#### Your instructions:
Among the entries that follow, find the lines containing the string "distant" and copy them.

****************

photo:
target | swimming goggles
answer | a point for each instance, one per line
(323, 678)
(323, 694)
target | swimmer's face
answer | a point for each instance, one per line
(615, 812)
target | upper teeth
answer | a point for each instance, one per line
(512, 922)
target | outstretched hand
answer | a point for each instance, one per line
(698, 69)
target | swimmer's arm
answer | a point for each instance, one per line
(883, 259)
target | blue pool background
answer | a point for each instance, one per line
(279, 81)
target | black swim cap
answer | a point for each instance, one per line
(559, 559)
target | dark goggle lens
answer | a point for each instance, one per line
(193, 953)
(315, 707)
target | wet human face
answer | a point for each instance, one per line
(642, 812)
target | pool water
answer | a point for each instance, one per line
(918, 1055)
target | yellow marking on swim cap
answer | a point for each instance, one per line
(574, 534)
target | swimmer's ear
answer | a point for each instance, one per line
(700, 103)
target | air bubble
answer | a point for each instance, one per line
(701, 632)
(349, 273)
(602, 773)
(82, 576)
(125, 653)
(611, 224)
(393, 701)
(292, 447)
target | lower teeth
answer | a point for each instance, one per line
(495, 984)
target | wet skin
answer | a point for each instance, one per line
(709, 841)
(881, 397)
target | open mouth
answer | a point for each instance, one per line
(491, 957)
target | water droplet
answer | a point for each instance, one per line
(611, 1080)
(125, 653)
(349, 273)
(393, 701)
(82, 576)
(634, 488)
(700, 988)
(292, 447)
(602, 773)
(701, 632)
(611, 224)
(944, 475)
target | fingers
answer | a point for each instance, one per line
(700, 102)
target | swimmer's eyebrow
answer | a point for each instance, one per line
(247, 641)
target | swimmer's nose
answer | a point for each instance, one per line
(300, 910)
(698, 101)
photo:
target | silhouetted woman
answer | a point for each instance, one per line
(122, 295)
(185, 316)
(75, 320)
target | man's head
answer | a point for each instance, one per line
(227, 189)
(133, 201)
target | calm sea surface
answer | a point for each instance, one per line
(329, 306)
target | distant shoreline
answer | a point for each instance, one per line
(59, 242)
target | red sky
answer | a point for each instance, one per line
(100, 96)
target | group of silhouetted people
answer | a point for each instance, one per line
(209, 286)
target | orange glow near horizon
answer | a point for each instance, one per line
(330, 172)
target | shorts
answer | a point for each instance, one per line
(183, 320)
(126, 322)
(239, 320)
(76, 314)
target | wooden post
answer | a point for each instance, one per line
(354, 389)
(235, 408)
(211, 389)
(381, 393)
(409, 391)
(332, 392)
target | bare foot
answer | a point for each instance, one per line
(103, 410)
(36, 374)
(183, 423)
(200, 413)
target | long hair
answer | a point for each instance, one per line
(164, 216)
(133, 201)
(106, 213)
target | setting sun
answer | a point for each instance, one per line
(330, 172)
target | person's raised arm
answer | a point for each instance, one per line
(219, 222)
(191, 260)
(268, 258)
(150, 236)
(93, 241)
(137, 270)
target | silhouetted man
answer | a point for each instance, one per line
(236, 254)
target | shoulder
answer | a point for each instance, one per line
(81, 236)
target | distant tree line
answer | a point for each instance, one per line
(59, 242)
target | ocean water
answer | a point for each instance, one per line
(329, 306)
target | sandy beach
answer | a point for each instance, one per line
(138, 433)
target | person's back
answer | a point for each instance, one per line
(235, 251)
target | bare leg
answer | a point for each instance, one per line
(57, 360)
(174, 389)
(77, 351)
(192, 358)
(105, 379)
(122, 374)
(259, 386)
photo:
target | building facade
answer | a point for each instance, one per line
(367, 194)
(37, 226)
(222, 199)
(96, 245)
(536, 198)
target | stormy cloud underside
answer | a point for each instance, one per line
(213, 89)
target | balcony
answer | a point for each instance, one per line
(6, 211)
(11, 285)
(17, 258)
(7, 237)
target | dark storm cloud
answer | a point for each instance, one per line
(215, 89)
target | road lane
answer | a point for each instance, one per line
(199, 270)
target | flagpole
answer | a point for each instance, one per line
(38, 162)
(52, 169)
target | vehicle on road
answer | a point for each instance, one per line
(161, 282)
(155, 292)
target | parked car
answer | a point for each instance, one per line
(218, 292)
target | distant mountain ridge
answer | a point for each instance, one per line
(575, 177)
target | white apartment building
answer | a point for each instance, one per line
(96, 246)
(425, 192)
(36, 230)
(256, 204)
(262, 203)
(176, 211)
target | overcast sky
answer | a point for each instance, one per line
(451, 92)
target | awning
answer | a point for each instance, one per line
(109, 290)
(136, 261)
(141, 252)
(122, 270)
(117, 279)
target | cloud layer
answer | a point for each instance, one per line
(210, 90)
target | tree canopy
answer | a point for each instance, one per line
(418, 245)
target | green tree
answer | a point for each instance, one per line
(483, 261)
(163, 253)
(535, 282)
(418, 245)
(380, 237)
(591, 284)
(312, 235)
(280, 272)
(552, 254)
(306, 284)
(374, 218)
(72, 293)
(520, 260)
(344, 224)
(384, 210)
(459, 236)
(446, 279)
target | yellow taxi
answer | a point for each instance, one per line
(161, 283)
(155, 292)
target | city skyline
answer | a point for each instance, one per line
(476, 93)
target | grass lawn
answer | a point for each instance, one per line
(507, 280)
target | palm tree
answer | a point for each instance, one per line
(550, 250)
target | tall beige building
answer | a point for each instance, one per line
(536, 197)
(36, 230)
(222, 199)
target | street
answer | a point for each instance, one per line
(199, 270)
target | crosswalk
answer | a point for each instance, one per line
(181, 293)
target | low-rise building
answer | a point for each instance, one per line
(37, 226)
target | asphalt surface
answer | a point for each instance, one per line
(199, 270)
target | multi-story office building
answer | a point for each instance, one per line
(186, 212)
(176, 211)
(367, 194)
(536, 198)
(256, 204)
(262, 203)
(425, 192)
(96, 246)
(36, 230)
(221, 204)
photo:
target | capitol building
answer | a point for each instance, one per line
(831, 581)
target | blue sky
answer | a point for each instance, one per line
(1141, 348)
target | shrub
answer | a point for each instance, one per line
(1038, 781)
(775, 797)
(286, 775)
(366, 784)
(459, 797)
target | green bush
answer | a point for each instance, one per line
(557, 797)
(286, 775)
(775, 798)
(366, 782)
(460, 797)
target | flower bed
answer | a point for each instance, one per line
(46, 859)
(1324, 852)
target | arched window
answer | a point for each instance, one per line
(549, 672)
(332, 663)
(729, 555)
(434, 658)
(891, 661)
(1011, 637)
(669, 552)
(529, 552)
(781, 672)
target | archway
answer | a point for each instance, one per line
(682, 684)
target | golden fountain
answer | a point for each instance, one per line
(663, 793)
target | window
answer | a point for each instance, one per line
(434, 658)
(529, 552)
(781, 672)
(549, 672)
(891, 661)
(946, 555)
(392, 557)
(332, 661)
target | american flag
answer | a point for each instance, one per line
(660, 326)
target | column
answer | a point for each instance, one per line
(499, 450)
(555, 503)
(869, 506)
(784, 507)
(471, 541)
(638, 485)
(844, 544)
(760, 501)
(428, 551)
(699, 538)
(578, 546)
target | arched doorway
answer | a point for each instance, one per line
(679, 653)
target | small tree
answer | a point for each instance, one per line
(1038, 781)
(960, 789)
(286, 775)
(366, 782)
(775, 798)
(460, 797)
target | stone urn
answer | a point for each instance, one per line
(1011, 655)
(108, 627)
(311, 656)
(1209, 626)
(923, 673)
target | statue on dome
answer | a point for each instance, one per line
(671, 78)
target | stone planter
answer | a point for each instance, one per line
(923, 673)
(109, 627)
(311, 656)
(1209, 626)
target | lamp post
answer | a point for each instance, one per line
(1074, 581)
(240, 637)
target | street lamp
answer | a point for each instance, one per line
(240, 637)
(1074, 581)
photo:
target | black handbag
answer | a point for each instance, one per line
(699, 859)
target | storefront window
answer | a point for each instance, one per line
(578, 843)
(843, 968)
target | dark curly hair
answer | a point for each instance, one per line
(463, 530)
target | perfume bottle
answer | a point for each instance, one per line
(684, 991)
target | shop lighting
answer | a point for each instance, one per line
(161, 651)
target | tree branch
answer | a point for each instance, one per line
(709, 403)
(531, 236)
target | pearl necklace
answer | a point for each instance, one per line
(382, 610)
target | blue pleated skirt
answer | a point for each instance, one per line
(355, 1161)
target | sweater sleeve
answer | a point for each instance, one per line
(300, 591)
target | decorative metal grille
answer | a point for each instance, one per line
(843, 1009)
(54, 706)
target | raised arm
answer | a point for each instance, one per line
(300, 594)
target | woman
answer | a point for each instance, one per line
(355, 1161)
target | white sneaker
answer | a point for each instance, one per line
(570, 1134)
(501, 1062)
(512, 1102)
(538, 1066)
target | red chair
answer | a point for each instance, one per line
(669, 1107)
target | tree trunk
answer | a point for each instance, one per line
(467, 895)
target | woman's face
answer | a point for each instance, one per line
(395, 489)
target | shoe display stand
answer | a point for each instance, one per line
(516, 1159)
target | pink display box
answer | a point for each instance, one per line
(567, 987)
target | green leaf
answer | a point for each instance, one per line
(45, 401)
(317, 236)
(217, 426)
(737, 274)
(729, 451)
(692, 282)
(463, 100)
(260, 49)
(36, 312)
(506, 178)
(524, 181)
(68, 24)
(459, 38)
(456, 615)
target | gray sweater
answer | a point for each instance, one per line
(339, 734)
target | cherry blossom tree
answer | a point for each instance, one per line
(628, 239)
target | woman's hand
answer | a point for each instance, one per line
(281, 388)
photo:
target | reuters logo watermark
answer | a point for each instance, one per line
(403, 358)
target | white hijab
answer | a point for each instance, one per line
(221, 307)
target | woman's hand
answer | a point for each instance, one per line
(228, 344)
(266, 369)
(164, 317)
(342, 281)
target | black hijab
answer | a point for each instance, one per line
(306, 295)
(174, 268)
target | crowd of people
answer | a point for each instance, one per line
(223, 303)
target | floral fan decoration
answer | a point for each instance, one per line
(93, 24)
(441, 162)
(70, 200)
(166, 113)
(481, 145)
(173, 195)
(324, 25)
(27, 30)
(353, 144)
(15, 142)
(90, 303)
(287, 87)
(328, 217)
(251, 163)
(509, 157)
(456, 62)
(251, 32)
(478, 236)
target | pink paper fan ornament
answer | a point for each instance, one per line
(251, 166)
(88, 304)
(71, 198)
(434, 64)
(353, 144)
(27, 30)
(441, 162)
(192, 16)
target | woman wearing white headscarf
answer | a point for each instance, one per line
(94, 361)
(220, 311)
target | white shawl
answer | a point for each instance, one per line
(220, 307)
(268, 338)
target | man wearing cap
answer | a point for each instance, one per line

****************

#### Output below:
target | distant shoreline
target | distant tree line
target | distant mountain ridge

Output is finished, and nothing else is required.